__Short problem 1__
According to the passage on American self-criticism, why might the theory that people cause most environmental problems be useful? Answer in one to three sentences.

__Provided passage__
My friend Howard Propst is an inspiring speaker, who has made frequent presentations about American exceptionalism, pointing out how we fail to credit the astonishing achievements of a free society. We are introspective, always seeking to improve, but generally looking critically at our own shortcomings. Sometimes it’s all we see.
Howard had great graphics to illustrate his points; one particular picture was a sketch of Uncle Sam, looking in a mirror and seeing the devil sneering back. Unfortunately, that’s how Americans sometimes see themselves. Physician Lewis Thomas wrote, “We are, perhaps, uniquely among the Earth’s creatures, the worrying animal.”
So when we worry about the other animals, Americans instinctively blame themselves for nature’s ills. From extreme weather to endangered species, we’re pretty sure it’s our fault. Sometimes it isn’t. The theory that man causes most environmental problems may be useful, because we can control that. Or so we think.

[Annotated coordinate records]
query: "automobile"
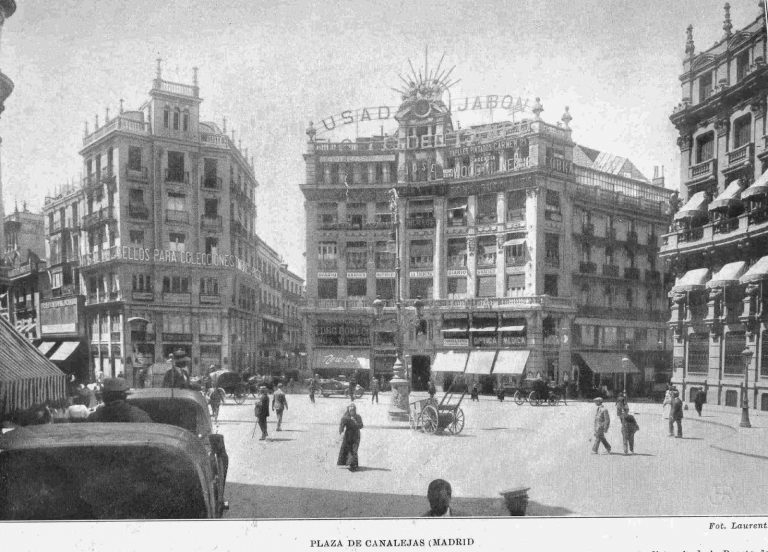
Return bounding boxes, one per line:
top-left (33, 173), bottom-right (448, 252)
top-left (319, 378), bottom-right (365, 399)
top-left (0, 423), bottom-right (224, 520)
top-left (126, 387), bottom-right (229, 508)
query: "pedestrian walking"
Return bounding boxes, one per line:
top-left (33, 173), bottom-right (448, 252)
top-left (669, 390), bottom-right (683, 439)
top-left (693, 387), bottom-right (707, 416)
top-left (254, 385), bottom-right (269, 441)
top-left (309, 374), bottom-right (317, 404)
top-left (592, 397), bottom-right (611, 454)
top-left (272, 383), bottom-right (288, 431)
top-left (336, 403), bottom-right (363, 471)
top-left (661, 384), bottom-right (672, 420)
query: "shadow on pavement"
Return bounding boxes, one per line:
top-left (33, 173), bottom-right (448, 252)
top-left (226, 480), bottom-right (573, 519)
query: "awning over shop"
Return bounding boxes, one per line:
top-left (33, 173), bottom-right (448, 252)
top-left (672, 268), bottom-right (709, 292)
top-left (741, 171), bottom-right (768, 199)
top-left (0, 317), bottom-right (66, 415)
top-left (431, 351), bottom-right (468, 373)
top-left (739, 255), bottom-right (768, 284)
top-left (467, 351), bottom-right (496, 376)
top-left (709, 178), bottom-right (741, 211)
top-left (675, 192), bottom-right (707, 220)
top-left (493, 349), bottom-right (531, 376)
top-left (314, 349), bottom-right (371, 370)
top-left (37, 341), bottom-right (58, 357)
top-left (578, 352), bottom-right (640, 374)
top-left (50, 341), bottom-right (80, 362)
top-left (707, 261), bottom-right (747, 289)
top-left (498, 326), bottom-right (525, 332)
top-left (502, 238), bottom-right (525, 247)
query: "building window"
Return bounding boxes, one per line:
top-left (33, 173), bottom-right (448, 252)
top-left (699, 71), bottom-right (712, 102)
top-left (733, 115), bottom-right (752, 149)
top-left (347, 278), bottom-right (368, 297)
top-left (723, 332), bottom-right (747, 376)
top-left (128, 146), bottom-right (141, 171)
top-left (687, 333), bottom-right (709, 374)
top-left (376, 278), bottom-right (395, 300)
top-left (696, 132), bottom-right (715, 163)
top-left (317, 279), bottom-right (339, 299)
top-left (544, 274), bottom-right (557, 297)
top-left (736, 50), bottom-right (749, 82)
top-left (168, 232), bottom-right (186, 251)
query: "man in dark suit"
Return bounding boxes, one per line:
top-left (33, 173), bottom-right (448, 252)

__Short problem 2__
Turn the annotated coordinate records, from their start through the line holding "top-left (126, 387), bottom-right (229, 508)", inclusive, into a numbered list. Leave out the pictures and any blank lines.

__Exercise answer 1__
The passage says the theory may be useful because people can control their own actions. It adds the qualification "Or so we think."

__Exercise answer 2__
1. query: "automobile"
2. Return bounding boxes, one per line:
3. top-left (33, 173), bottom-right (448, 252)
4. top-left (319, 378), bottom-right (365, 399)
5. top-left (0, 423), bottom-right (224, 520)
6. top-left (126, 387), bottom-right (229, 508)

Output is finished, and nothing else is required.